## Dataset excerpts:
=======
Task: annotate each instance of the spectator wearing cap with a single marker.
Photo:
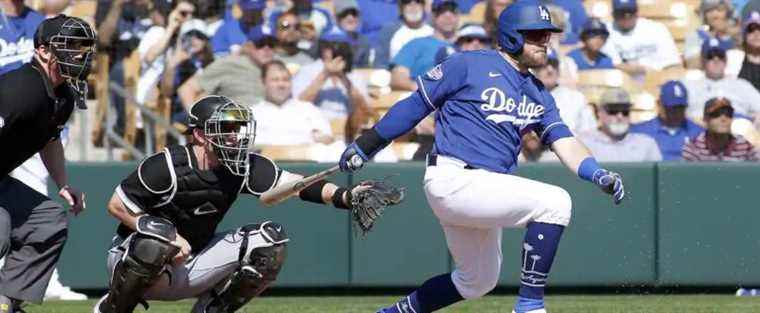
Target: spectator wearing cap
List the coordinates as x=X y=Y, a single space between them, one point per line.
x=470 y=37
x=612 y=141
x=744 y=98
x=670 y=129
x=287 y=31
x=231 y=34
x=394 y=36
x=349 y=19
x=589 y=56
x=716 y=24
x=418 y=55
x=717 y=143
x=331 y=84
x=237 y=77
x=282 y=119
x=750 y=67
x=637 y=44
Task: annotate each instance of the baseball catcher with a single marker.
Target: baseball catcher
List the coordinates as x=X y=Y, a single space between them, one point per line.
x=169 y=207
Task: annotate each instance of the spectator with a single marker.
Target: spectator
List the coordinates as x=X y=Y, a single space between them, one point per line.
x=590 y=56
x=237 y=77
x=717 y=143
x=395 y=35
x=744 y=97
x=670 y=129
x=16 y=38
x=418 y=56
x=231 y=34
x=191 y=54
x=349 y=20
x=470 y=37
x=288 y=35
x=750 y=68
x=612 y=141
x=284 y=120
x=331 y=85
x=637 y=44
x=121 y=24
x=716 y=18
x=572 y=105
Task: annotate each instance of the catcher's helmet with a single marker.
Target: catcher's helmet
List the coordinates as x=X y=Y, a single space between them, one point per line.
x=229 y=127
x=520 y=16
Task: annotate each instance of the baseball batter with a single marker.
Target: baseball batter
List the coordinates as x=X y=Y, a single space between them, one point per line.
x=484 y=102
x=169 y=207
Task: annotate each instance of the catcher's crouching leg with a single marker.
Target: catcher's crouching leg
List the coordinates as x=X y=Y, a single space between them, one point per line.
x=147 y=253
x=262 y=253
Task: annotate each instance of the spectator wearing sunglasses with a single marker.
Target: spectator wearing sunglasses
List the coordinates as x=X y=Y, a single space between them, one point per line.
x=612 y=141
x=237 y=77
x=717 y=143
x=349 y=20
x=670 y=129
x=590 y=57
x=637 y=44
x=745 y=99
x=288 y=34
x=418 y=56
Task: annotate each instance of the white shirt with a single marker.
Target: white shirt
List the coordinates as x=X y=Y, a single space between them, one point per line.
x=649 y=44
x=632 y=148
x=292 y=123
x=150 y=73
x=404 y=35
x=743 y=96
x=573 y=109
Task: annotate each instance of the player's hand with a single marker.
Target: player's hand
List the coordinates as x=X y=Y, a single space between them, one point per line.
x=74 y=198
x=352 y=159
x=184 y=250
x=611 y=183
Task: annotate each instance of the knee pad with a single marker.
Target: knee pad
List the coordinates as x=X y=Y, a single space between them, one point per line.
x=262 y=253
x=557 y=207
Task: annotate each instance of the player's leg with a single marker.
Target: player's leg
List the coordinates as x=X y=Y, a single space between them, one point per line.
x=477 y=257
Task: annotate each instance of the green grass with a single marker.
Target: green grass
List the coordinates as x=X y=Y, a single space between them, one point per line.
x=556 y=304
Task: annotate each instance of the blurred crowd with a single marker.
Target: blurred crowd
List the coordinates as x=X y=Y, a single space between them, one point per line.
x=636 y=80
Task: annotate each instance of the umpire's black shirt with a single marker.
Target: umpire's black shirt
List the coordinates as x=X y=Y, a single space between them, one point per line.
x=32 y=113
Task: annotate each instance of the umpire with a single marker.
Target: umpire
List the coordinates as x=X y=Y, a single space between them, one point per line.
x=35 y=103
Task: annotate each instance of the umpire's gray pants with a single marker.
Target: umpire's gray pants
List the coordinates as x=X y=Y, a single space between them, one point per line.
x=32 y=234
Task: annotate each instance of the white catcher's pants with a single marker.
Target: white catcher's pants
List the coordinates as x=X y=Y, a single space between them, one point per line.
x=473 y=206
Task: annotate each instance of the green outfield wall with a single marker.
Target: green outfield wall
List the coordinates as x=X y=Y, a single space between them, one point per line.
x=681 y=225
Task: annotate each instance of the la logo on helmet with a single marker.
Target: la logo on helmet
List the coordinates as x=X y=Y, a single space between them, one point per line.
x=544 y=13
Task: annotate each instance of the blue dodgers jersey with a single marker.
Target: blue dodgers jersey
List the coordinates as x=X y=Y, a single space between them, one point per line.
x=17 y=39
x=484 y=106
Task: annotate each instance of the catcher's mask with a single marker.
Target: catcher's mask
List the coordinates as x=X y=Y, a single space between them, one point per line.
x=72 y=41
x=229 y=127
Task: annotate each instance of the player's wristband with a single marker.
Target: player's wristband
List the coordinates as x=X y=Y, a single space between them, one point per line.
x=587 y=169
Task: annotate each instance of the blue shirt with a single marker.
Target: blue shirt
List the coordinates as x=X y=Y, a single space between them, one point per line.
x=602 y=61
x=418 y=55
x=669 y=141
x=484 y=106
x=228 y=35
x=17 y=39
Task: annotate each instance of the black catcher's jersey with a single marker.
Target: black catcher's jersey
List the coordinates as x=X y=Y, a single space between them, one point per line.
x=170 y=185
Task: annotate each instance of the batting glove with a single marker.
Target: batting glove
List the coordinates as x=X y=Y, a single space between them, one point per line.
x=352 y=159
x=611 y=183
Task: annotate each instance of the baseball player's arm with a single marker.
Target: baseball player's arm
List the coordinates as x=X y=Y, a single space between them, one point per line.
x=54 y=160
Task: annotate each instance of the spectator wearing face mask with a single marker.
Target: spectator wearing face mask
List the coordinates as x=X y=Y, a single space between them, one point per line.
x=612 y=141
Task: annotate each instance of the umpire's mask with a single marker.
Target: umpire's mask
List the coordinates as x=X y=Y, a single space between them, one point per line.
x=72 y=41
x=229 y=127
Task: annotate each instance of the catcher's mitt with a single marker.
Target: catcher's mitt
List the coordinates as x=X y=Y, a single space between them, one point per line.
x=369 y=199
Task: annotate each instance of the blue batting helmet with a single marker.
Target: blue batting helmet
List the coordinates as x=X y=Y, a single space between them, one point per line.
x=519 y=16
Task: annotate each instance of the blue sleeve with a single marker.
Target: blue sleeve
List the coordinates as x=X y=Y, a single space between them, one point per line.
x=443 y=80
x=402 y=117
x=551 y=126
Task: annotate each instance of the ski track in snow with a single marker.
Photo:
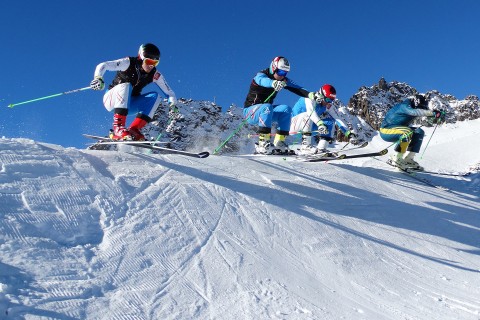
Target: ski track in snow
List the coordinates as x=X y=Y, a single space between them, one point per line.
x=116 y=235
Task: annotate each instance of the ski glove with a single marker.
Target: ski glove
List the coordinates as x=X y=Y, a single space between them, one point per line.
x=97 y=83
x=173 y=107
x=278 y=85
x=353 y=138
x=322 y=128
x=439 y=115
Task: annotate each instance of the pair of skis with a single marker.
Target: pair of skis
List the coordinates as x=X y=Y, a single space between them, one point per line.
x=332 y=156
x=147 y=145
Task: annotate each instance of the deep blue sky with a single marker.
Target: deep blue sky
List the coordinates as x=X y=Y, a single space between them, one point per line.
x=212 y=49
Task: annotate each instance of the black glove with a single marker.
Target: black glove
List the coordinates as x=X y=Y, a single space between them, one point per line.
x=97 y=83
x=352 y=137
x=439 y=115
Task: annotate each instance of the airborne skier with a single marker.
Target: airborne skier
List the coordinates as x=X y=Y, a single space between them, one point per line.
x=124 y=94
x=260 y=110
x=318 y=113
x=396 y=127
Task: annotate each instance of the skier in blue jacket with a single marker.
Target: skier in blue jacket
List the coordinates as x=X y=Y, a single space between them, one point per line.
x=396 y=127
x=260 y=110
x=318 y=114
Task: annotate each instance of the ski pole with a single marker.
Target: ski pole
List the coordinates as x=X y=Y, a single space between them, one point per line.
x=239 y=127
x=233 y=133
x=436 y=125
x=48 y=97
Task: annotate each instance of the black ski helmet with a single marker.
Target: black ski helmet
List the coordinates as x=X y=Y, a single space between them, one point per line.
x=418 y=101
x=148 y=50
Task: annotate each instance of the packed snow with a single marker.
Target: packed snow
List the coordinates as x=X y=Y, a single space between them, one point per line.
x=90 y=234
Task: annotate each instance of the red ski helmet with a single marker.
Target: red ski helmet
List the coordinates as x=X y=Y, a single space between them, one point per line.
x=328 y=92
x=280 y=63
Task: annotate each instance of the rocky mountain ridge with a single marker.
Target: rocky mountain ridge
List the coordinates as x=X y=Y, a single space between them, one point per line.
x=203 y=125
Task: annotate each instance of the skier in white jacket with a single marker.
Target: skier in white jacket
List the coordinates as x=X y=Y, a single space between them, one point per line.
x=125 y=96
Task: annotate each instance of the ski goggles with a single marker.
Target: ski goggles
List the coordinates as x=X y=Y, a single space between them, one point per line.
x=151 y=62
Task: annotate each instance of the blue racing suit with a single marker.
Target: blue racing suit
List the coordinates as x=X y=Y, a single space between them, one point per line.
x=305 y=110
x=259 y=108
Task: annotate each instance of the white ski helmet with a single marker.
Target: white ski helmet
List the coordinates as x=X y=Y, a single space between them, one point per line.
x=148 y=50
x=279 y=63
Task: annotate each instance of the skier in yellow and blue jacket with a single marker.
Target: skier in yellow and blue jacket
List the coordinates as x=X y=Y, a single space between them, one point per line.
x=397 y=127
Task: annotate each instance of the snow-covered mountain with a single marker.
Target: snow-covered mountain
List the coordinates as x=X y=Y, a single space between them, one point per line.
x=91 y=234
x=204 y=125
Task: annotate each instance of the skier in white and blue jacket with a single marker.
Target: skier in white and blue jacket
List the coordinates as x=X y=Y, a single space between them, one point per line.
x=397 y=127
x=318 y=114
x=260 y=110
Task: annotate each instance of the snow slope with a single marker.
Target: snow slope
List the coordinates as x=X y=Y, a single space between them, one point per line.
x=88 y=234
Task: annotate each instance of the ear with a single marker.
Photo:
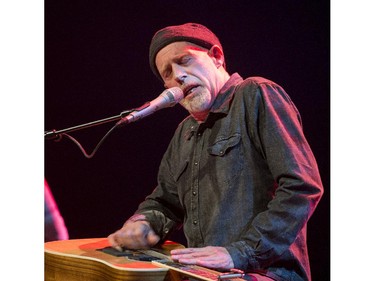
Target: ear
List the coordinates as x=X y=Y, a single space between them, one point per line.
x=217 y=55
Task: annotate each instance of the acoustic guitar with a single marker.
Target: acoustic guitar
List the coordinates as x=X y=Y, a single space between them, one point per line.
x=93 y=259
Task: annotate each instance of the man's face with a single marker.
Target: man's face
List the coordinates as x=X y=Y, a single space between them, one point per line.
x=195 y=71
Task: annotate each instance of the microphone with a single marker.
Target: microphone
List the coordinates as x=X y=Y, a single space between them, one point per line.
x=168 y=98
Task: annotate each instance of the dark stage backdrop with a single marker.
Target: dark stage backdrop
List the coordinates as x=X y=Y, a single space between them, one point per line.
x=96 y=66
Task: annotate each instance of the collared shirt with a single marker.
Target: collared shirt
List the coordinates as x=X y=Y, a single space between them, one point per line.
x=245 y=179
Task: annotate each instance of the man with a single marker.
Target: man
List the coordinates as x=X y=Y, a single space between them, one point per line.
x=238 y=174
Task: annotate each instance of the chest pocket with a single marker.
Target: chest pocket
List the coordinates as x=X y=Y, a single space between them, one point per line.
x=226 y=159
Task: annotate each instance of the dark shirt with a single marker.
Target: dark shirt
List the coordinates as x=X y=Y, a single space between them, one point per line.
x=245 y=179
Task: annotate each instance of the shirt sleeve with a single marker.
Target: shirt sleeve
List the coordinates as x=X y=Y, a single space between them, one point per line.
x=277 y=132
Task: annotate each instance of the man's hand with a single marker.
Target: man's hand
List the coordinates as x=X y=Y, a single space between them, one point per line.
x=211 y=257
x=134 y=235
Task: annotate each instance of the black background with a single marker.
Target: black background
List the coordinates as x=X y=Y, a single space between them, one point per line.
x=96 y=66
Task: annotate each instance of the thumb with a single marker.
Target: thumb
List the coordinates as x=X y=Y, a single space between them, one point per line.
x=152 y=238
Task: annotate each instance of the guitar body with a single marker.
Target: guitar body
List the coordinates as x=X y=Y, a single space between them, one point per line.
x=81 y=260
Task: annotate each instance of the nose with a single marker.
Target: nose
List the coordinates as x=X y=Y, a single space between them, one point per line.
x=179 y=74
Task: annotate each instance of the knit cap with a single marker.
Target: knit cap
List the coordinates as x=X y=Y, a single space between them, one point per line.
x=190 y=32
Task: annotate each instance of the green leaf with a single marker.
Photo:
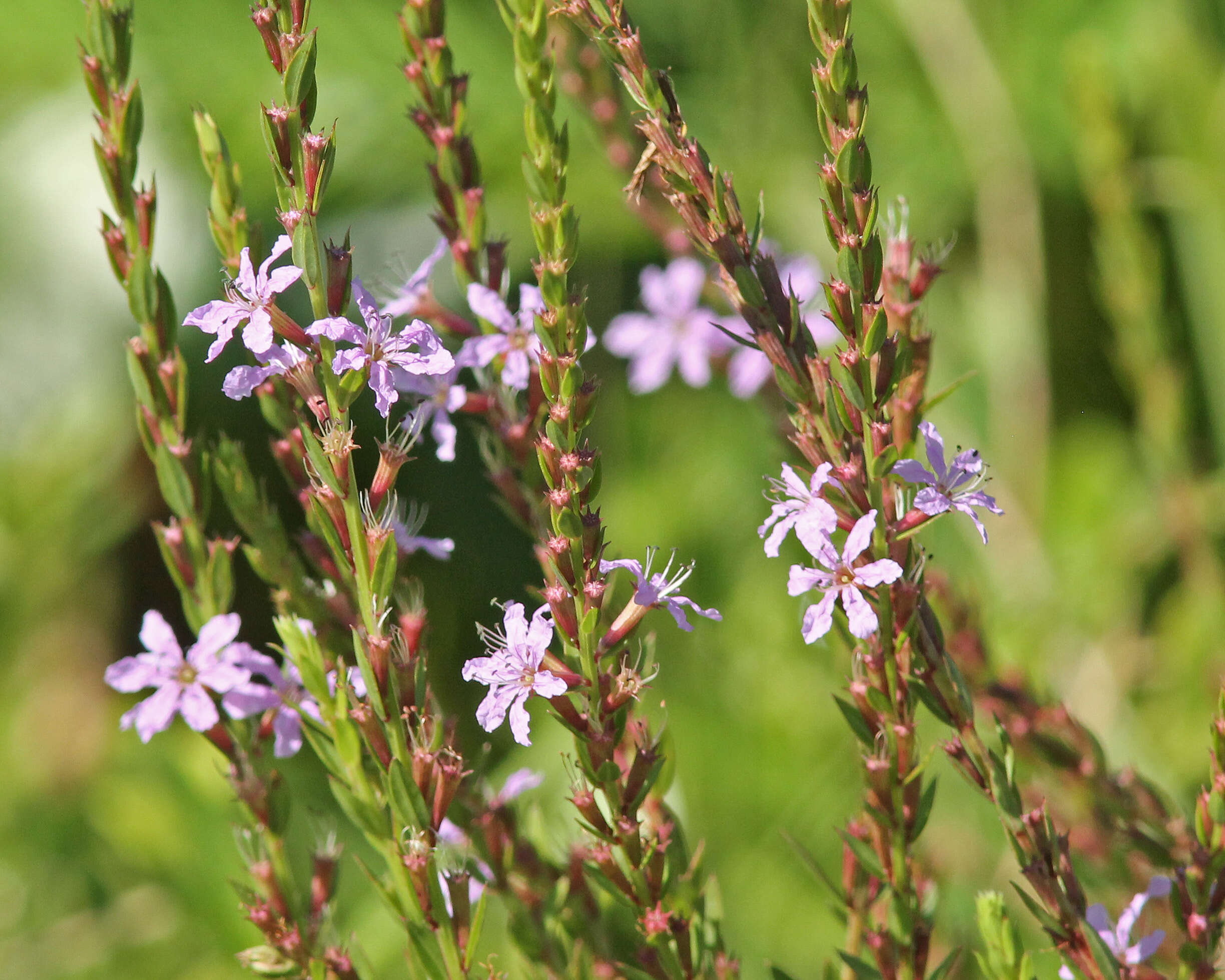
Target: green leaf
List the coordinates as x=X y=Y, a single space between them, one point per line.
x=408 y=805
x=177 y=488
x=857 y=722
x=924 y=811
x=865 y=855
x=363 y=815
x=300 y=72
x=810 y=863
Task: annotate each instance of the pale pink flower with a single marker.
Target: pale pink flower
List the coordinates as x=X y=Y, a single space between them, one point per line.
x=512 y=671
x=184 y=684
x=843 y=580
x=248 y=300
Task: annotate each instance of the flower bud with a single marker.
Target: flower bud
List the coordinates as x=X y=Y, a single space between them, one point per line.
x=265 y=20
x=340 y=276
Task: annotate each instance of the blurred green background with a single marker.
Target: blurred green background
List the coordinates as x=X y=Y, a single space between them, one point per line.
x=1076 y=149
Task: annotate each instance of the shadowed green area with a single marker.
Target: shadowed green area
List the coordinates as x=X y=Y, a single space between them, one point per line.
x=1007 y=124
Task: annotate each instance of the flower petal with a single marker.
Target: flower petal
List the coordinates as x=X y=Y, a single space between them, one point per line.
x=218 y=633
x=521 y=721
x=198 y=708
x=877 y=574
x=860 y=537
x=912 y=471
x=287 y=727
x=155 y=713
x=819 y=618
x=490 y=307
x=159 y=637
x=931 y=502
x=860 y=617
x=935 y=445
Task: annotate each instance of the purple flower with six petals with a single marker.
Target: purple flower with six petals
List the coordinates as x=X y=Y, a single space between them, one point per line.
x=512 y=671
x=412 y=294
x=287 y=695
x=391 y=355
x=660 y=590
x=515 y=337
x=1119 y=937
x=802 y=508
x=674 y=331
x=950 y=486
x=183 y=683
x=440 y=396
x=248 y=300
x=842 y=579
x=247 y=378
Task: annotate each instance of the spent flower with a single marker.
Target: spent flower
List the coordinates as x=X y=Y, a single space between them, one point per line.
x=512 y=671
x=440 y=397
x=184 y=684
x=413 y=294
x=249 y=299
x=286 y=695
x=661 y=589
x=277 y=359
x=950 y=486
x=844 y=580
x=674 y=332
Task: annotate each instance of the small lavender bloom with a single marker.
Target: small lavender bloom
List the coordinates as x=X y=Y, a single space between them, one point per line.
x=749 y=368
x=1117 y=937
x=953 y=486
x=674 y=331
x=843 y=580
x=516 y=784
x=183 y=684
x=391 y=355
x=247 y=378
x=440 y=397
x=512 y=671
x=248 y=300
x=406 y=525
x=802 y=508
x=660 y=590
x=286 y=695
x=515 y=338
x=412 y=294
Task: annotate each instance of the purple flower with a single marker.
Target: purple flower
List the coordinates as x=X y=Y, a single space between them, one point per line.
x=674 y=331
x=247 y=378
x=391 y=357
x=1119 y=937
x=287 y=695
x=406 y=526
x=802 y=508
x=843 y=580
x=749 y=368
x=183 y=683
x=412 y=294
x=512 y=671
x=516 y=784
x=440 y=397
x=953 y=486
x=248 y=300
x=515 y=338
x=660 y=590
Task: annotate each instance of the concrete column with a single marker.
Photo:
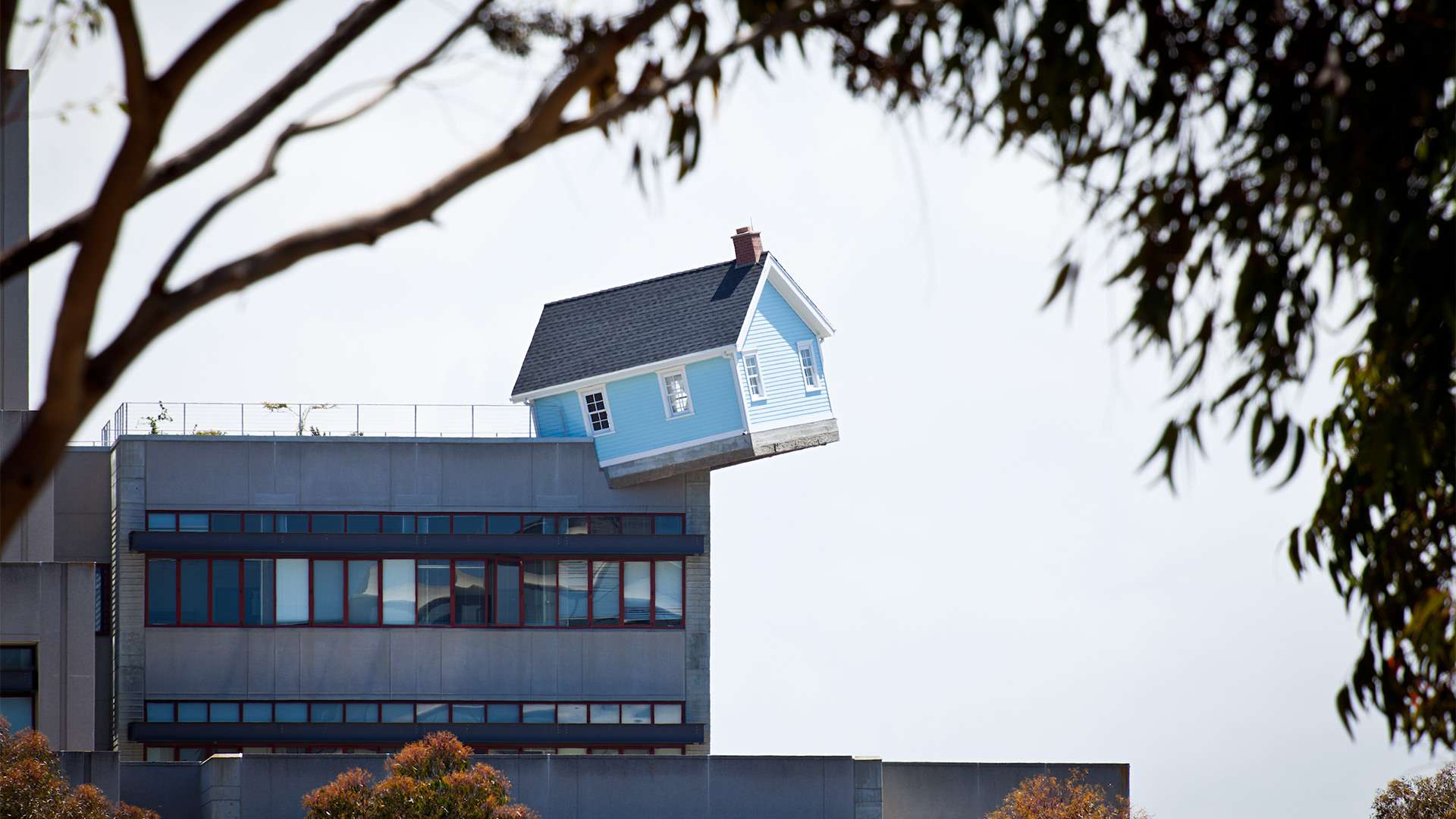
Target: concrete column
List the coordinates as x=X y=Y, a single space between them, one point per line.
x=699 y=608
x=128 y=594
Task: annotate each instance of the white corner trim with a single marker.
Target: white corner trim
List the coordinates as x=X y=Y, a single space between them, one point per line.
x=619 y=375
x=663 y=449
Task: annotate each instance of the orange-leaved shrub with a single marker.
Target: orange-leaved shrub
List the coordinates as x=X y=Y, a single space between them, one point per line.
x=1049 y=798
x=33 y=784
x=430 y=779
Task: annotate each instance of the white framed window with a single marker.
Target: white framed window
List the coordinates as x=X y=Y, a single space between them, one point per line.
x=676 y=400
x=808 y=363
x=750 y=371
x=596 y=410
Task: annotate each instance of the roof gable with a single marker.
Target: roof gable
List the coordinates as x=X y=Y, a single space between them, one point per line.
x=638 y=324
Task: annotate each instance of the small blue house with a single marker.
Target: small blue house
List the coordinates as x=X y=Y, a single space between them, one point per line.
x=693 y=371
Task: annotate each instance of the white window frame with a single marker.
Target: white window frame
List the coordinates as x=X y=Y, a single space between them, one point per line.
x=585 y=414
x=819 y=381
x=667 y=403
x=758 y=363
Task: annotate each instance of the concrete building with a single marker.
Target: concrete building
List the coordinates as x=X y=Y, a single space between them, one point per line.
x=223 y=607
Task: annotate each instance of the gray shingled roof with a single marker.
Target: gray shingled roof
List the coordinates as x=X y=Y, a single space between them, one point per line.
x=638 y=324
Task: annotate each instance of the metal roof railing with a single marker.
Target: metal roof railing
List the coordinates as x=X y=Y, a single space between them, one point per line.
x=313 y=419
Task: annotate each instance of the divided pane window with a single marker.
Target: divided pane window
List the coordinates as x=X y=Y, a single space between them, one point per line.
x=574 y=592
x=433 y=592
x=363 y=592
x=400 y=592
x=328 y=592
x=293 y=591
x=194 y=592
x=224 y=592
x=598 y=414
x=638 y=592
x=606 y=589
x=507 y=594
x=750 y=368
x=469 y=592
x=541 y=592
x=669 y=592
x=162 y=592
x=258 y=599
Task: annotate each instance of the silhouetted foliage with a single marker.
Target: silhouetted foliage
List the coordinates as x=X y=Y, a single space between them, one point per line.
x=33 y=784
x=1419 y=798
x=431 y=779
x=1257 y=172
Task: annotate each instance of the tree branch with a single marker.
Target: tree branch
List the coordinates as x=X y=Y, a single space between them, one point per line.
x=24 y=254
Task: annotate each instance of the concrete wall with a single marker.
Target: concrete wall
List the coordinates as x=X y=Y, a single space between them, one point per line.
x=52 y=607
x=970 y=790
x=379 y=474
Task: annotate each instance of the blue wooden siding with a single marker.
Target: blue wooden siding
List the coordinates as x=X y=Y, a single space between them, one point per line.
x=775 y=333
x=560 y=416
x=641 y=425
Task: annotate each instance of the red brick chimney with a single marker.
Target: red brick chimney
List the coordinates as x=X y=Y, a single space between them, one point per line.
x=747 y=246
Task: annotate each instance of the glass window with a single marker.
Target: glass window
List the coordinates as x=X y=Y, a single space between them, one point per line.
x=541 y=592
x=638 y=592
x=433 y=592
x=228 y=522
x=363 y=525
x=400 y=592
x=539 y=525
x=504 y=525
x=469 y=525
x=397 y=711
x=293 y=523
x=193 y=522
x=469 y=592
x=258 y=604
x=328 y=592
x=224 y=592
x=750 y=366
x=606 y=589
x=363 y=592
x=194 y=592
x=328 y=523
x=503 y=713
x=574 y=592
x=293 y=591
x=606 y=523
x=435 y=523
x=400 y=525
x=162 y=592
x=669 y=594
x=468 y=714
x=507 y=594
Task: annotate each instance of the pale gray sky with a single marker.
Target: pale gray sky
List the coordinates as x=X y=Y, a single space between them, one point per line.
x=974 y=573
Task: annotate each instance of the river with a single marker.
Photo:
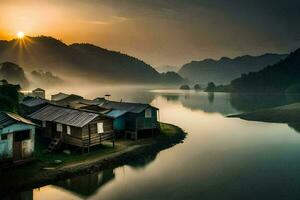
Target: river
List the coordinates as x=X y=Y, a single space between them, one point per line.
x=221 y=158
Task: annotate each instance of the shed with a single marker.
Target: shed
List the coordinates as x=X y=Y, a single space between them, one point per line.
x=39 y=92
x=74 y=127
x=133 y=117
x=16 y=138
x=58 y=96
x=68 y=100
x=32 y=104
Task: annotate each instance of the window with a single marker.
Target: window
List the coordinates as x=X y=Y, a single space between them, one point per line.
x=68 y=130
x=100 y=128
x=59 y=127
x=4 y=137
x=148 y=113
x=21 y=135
=======
Go over the listing above and copy out each line that includes "player".

## Response:
Task: annotate each instance of the player's hand with a single marker.
Target: player's hand
Task: annotate each instance of the player's leg with a single marker.
Target: player's leg
Task: annotate each instance of the player's wristband with a single marker.
Target: player's wristband
Task: annotate each instance of the baseball player's arm with a single marker.
Target: baseball player's arm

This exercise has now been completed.